=== REQUIRED WORK ===
In the records that follow, count the lines where the string "mirror" appears, and give the count with nothing added.
##########
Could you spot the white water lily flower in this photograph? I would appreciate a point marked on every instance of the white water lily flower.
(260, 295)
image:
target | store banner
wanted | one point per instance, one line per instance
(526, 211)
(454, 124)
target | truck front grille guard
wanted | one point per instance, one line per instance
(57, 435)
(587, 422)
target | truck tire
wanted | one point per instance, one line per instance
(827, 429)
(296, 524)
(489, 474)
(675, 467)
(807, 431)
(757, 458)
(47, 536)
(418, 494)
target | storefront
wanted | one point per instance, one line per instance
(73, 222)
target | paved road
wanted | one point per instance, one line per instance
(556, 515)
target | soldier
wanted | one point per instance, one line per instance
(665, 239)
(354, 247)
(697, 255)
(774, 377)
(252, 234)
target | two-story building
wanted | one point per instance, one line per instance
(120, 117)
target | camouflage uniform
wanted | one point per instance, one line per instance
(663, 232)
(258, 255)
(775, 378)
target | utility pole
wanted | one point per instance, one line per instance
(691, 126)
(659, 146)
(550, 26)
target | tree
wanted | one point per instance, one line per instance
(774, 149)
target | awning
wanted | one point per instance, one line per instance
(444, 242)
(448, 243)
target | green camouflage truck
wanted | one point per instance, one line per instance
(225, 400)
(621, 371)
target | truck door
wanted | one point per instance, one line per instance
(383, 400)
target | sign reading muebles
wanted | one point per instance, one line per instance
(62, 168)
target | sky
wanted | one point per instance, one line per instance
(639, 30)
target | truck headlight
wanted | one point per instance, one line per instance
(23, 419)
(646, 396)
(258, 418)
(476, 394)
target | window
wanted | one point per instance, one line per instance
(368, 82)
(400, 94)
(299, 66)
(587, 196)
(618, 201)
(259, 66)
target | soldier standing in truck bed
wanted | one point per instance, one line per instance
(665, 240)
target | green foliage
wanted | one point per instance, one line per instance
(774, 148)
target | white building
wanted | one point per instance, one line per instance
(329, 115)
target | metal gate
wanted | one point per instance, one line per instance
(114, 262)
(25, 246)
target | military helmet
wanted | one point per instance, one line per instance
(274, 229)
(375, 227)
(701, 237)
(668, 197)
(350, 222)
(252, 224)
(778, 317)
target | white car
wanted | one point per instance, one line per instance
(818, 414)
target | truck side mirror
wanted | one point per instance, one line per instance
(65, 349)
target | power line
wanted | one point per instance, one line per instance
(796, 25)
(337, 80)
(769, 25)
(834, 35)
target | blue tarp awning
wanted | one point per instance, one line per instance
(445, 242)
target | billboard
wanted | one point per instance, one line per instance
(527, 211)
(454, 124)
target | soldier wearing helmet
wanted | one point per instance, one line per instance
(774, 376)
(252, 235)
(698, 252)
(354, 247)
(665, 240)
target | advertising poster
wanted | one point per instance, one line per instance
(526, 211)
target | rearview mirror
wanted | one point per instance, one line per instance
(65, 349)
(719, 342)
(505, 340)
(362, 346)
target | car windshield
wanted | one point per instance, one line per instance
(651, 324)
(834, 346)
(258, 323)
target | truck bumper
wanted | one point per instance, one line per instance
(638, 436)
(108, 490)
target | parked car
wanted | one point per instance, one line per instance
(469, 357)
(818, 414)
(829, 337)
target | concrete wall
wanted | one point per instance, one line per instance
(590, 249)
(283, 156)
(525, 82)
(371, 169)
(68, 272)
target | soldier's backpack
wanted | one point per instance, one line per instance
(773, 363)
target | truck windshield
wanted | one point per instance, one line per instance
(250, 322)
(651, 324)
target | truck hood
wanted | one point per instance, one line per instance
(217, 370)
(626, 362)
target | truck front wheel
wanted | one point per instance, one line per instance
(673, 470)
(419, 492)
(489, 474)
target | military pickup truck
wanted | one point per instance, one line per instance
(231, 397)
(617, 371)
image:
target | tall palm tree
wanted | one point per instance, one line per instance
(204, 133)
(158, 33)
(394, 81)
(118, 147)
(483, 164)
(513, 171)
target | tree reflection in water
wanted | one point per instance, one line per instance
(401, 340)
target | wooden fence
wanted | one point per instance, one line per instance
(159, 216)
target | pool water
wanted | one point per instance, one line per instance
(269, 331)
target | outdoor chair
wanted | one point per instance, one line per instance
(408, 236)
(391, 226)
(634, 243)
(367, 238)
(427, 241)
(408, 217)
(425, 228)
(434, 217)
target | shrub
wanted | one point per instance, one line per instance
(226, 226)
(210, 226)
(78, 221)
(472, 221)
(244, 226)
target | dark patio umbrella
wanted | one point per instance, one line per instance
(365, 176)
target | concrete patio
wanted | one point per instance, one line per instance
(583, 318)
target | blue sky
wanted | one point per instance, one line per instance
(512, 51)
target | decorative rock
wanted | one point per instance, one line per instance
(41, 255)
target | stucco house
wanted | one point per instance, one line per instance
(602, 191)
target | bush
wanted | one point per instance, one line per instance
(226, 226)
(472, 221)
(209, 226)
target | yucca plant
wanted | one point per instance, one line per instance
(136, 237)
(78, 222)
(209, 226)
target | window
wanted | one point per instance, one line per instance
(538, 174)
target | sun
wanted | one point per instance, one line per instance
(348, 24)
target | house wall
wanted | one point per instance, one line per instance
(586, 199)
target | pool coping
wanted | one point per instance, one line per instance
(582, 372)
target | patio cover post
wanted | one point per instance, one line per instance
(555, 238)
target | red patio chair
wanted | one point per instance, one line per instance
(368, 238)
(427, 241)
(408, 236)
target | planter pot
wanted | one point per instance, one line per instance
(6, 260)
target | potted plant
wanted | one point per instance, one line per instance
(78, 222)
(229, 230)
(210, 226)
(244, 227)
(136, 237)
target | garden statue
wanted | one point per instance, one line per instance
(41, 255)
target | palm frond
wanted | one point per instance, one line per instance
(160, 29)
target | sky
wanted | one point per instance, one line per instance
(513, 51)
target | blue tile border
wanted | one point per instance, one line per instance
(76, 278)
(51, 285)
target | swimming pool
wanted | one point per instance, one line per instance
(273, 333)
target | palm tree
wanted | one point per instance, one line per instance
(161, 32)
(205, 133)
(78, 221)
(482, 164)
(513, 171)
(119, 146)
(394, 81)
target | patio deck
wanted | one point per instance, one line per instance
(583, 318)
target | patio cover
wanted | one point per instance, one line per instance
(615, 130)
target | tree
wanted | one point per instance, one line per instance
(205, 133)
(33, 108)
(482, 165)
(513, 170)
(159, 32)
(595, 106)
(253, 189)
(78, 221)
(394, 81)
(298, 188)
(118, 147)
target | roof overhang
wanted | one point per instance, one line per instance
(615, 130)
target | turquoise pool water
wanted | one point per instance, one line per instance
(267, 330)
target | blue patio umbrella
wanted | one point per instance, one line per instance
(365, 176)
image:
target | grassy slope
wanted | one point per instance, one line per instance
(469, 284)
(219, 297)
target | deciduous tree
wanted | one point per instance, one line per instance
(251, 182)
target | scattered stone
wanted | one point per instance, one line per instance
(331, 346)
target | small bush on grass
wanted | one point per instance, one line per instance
##########
=== SOLVED PROBLEM ===
2